Quoted passage →
════════════════

One company with plans to capitalize on the country's efforts to harness the power of the sun and diversify its energy mix is Nanjing photovoltaic (PV) solar cell maker China Sunergy Co., Ltd. (Nasdaq:CSUN). 

Government officials have pledged to have renewable energy make up a tenth of China's total energy consumption by 2010. And this isn't just political posturing. On the solar front, the country has emerged as a global hotspot for the industry, eclipsing the United States in solar electricity production in 2007 and becoming the second-largest solar cell-producing nation after Japan. Over the past two years, China's PV solar cell production — a process that uses silicon wafers to convert sunlight directly into electricity — has increased more than six fold.

════════════════

Given data →
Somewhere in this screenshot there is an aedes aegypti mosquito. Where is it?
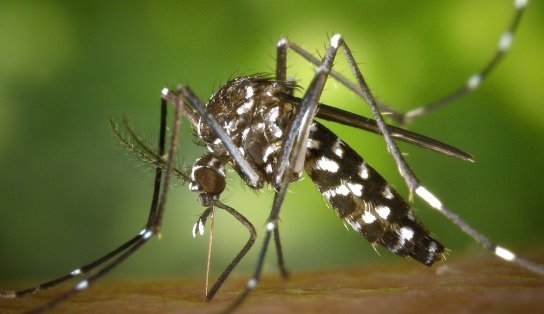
[0,0,544,312]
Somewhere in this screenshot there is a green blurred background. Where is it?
[0,0,544,282]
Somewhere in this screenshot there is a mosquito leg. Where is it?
[394,0,528,123]
[225,35,342,313]
[206,201,257,301]
[0,95,173,312]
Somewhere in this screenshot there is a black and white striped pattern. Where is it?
[304,122,444,266]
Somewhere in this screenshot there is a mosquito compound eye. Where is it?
[194,167,226,195]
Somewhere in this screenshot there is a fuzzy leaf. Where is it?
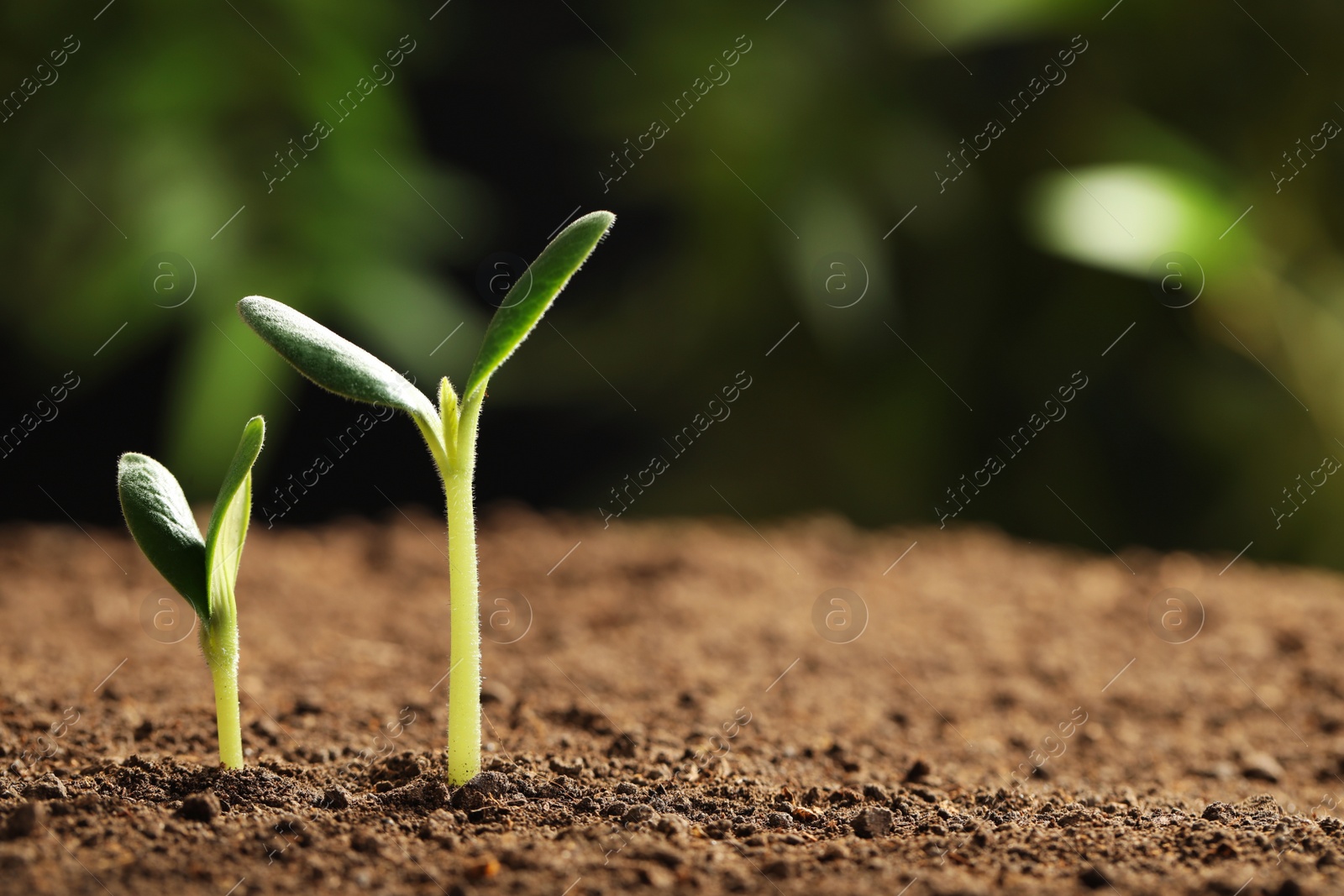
[238,296,438,421]
[117,453,210,621]
[206,417,266,616]
[462,211,616,403]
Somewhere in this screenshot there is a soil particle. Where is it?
[1242,752,1284,783]
[177,790,220,822]
[0,802,47,840]
[23,771,70,799]
[849,806,892,838]
[621,804,659,825]
[902,759,932,784]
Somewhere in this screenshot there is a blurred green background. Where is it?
[0,0,1344,565]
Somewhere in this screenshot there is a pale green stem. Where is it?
[200,614,244,768]
[444,391,481,786]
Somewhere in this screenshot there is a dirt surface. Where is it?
[0,508,1344,896]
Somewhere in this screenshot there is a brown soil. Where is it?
[0,508,1344,896]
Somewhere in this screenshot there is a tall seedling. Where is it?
[117,417,266,768]
[238,211,616,784]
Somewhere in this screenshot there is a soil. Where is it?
[0,508,1344,896]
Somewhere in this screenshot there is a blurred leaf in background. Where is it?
[0,2,481,498]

════════════════

Short task 1 → In the passage on China's solar industry, swap "Nanjing" for "Shanghai" and write out the part from "One company with" to "Co., Ltd. (Nasdaq:CSUN).".
Short task 2 → Copy from the records the lines running from the line with "Somewhere in this screenshot there is a mosquito compound" to the line with "[902,759,932,784]", including both of those lines. Omit the pictures.

Expected output 1 →
One company with plans to capitalize on the country's efforts to harness the power of the sun and diversify its energy mix is Shanghai photovoltaic (PV) solar cell maker China Sunergy Co., Ltd. (Nasdaq:CSUN).

Expected output 2 →
Somewhere in this screenshot there is a mosquito compound eye. Where is it?
[194,167,226,195]
Somewhere in this screenshot there is a fuzzy leaf. Where is it?
[238,296,438,421]
[117,453,210,621]
[206,417,266,616]
[462,211,616,403]
Somewhere in this screenshot there is a soil particle. Where is it?
[1242,752,1284,783]
[177,790,220,822]
[0,802,47,840]
[23,771,70,799]
[849,806,892,838]
[621,804,659,825]
[902,759,932,784]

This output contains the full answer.